Natural language region descriptions:

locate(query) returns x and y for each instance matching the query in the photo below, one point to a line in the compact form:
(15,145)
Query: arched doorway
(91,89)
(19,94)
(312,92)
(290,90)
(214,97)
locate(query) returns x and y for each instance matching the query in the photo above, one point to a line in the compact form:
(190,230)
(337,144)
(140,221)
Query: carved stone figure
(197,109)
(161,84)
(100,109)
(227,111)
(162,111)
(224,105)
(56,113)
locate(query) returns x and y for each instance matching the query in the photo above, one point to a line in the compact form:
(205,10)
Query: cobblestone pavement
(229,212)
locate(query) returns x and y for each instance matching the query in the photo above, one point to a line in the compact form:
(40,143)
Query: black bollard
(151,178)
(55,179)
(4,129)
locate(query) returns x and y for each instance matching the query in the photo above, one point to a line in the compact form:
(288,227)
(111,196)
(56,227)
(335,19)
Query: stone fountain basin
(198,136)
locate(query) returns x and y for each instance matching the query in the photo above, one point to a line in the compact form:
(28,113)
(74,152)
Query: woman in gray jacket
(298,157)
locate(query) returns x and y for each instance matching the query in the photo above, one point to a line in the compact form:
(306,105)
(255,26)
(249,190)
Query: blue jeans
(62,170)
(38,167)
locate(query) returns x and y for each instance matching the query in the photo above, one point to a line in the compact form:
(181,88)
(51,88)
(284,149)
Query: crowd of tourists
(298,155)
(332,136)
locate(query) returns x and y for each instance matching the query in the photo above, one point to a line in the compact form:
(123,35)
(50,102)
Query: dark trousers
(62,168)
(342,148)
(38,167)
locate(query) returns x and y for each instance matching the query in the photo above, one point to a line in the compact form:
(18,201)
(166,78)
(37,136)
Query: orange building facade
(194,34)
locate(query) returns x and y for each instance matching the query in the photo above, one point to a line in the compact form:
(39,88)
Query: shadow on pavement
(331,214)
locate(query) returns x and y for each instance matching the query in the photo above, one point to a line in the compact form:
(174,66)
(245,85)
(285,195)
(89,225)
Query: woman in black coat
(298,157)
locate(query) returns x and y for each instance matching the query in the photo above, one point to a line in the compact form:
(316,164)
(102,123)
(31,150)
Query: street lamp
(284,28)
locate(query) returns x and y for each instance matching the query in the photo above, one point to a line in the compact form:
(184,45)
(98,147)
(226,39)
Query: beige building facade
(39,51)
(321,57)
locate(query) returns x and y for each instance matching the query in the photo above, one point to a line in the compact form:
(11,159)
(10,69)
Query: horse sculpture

Activity: Each record must be printed again, word for word, with nothing dropped.

Result below:
locate(query) returns x and y for each instance matching the query in the photo below, one point to a line in the compact form:
(15,145)
Query: arched doorway
(91,89)
(19,94)
(312,92)
(290,90)
(214,97)
locate(query) returns x and y for each instance matching the query in the photo above, one point to a line in the compact form:
(190,230)
(337,144)
(140,221)
Query: carved stone figure
(197,109)
(161,84)
(100,109)
(227,111)
(162,111)
(224,105)
(56,113)
locate(query) returns x and y for each instance matching the query in the photo above, one point to a line in the compact form:
(205,10)
Query: cobblestone pavement
(229,212)
locate(query) returns x and y for each instance matching the query in the photo above, one point to a line in the compact form:
(40,143)
Query: black bollard
(151,178)
(55,179)
(4,129)
locate(query) returns x and y for each instance matching the query in the photo above, one point to a line in the compact form:
(288,227)
(111,196)
(56,227)
(335,19)
Query: stone fountain basin
(198,136)
locate(query) returns x and y for each instance matching the query in the photo above, one point to a line in the compact form:
(28,113)
(74,152)
Query: woman in gray jacket
(298,157)
locate(query) returns x and y for each instance matching the query in the photo above, one point to a line in the compact form:
(306,105)
(255,26)
(249,190)
Query: blue jeans
(62,170)
(38,167)
locate(query) returns x and y for each instance matching the query in the photo above, one point to a line in the compact form:
(181,88)
(51,88)
(284,149)
Query: crowd of tourists
(298,155)
(332,136)
locate(query) returns x and y for each instance matching the query in the photo above, one point to a line in the compact form:
(123,35)
(50,102)
Query: dark trousers
(62,168)
(342,148)
(38,167)
locate(query) returns x and y for each instance matching the query in the photo above, one point to a line in the compact form:
(18,201)
(166,78)
(37,136)
Query: orange building facade
(194,34)
locate(query) returns x and y for each instance matching the query in the photo above, one point to a line in the compact form:
(39,88)
Query: shadow on pavement
(331,214)
locate(query) returns x and y for each instance matching the query in the photo above, one point to a line in the compact form:
(174,66)
(245,85)
(285,195)
(89,225)
Query: woman in black coat
(298,157)
locate(query) returns x and y for each instance matching the query in the photo above, one point to a line in the compact form:
(316,164)
(102,123)
(31,150)
Query: street lamp
(284,28)
locate(query) returns x and y for each instance matching the query in the photo above, one point to a line in the compact form:
(184,45)
(98,147)
(226,39)
Query: beige building facade
(39,51)
(321,57)
locate(query) returns x and y for each instance matching the query in the photo above, one point to a line in the compact form:
(11,159)
(10,69)
Query: horse sculpture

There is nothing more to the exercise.